→ INPUT ROWS
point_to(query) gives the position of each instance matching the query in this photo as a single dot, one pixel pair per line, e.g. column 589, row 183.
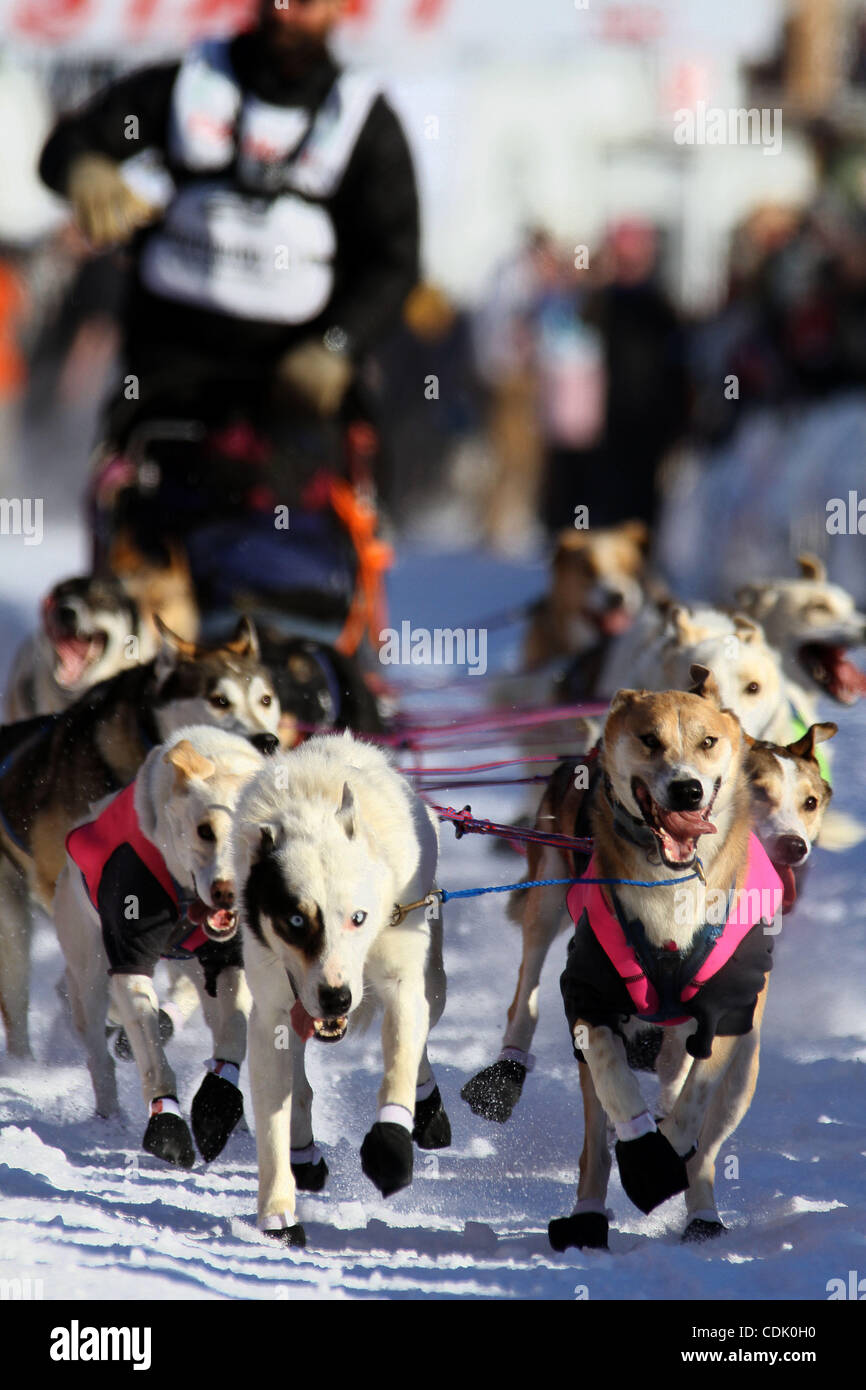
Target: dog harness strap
column 92, row 845
column 761, row 897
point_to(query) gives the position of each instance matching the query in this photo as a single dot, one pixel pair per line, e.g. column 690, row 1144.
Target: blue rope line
column 549, row 883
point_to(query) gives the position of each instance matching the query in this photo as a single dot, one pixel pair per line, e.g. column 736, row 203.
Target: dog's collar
column 630, row 827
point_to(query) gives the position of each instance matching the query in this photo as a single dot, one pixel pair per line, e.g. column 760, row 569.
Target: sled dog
column 89, row 630
column 54, row 767
column 150, row 877
column 335, row 856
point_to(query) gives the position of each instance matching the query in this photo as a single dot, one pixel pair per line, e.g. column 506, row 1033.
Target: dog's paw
column 387, row 1157
column 292, row 1236
column 310, row 1178
column 584, row 1230
column 431, row 1125
column 216, row 1109
column 651, row 1169
column 168, row 1137
column 495, row 1091
column 698, row 1230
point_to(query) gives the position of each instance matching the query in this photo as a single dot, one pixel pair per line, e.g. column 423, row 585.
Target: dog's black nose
column 267, row 744
column 334, row 1002
column 685, row 795
column 790, row 849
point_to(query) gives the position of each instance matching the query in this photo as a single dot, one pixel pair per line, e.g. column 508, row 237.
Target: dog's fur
column 323, row 833
column 702, row 1098
column 811, row 623
column 597, row 590
column 56, row 767
column 666, row 642
column 91, row 628
column 185, row 784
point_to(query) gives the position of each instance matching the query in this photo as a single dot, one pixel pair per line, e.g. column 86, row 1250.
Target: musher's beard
column 292, row 52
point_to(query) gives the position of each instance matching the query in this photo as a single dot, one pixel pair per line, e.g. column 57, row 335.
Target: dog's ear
column 680, row 624
column 188, row 762
column 747, row 628
column 705, row 684
column 811, row 567
column 171, row 647
column 345, row 813
column 815, row 734
column 622, row 699
column 245, row 642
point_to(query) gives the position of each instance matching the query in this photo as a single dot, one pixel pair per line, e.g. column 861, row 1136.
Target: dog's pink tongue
column 615, row 622
column 302, row 1022
column 847, row 676
column 685, row 824
column 72, row 653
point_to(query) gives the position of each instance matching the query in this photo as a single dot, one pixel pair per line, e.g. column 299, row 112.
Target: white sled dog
column 330, row 840
column 148, row 877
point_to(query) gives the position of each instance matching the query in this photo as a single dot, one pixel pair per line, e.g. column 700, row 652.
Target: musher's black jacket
column 374, row 211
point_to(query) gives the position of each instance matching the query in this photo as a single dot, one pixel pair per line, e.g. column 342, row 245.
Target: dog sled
column 285, row 530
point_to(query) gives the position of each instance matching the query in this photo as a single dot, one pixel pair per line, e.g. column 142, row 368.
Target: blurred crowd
column 569, row 384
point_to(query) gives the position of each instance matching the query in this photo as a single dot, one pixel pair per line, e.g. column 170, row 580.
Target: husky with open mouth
column 813, row 624
column 150, row 877
column 335, row 859
column 89, row 631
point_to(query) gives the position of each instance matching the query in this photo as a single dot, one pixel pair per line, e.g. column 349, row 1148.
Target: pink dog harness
column 759, row 898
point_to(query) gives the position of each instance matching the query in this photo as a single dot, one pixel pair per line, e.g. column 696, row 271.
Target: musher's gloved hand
column 317, row 374
column 106, row 209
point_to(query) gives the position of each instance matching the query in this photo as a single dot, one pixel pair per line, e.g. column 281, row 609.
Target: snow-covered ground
column 88, row 1214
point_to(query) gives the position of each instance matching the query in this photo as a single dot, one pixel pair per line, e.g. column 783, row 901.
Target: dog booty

→ THE PROBLEM
Transcribe all of the records above verbatim, leaving the pictures out of your answer.

→ REPLY
point_to(query) gives the position of each instance matching the query in this photo as a single dot, one pixel pair per line, e.g. column 589, row 183.
Target: dog harness strap
column 92, row 845
column 761, row 897
point_to(query) gives the position of each instance matching the query in this photo as a single dot, one pixel pair per line, e.g. column 690, row 1144.
Target: blue rope line
column 549, row 883
point_to(query) gives the position of each instance matching the query in this photo as a single dot, one pixel pair per line, e.g. column 736, row 203.
Target: dog's collar
column 630, row 827
point_to(query) gives the position of each instance matching the query in this photo as a single dot, one pixel pair per line, e.g. column 760, row 569.
Target: sled dog
column 89, row 630
column 54, row 767
column 150, row 877
column 335, row 856
point_to(query) gives the position of each instance matching the query in this photo as a single dot, one pixel pair per line, e.g. column 506, row 1033.
Target: dog's paw
column 387, row 1157
column 292, row 1236
column 310, row 1178
column 584, row 1230
column 431, row 1125
column 216, row 1109
column 651, row 1169
column 168, row 1137
column 495, row 1091
column 698, row 1230
point_to(query) gives the position of each instance matching the query in this photo as a single dot, one pixel pair per line, e.g. column 423, row 585.
Target: dog's black nose
column 267, row 744
column 334, row 1002
column 685, row 795
column 790, row 849
point_to(query) gives the position of each instance matching the query in this photo as a single dot, one pixel pair per line, e.g. column 508, row 237.
Target: dog's fur
column 323, row 833
column 702, row 1098
column 811, row 623
column 597, row 590
column 56, row 767
column 666, row 642
column 91, row 628
column 185, row 784
point_to(query) gives the position of each instance matching the query in this photo as a single dot, one pixel pair per line, e.g. column 86, row 1250.
Target: musher's beard
column 292, row 52
point_to(query) gives the position of each instance matching the query in this photo as a single dot, one pixel pair per line, e.g. column 57, row 335.
Target: dog's ear
column 680, row 624
column 188, row 762
column 747, row 628
column 705, row 684
column 811, row 567
column 171, row 647
column 345, row 813
column 815, row 734
column 622, row 699
column 245, row 642
point_to(query) gives the position of each instance matching the query in this photo as a single dot, one pixel pair per line, e.g. column 861, row 1136.
Target: dog's pink tongue
column 615, row 622
column 302, row 1022
column 847, row 676
column 685, row 824
column 72, row 653
point_to(query) gives the position of each instance matching the query in this photo as a single dot, one pixel pair per line, e.g. column 299, row 112.
Target: white sled dog
column 330, row 840
column 148, row 877
point_to(query) gives the position of each instance matching the query in this photo as a single dot, one pixel pair per line, e.g. column 700, row 652.
Target: musher's black jacket
column 374, row 211
point_to(query) gives the position of each instance matching the query in this photo as a single dot, one pixel pair per line, e.g. column 342, row 245.
Target: dog sled
column 285, row 530
point_to(query) gives the position of each instance matching the query in this photo as a single dot, one pixel pair per line, e.g. column 142, row 368.
Target: blurred crowd
column 569, row 384
point_to(query) gives the position of each instance matching the query in this photo as a single dot, one pixel pair per line, e.g. column 170, row 580.
Target: husky with open mouth
column 813, row 624
column 150, row 877
column 335, row 859
column 89, row 631
point_to(query) gives the position of each instance matching the query in this photo as a single dot, one pixel pair per line, e.g. column 349, row 1148.
Target: pink dog harness
column 759, row 898
point_to(query) gives the position of each instance matching the query in this photo as a single dot, one pixel pair per line, e.g. column 696, row 271.
Target: musher's gloved hand
column 317, row 374
column 106, row 209
point_to(query) gives the position of each instance matching the query in this photo as a single dot, one pixel pair per line, e.g. column 281, row 609.
Target: snow-covered ground
column 88, row 1214
point_to(query) gives the position of each instance matching the query in this photo as a single dot, one pixel pair per line, e.g. column 783, row 901.
Target: dog booty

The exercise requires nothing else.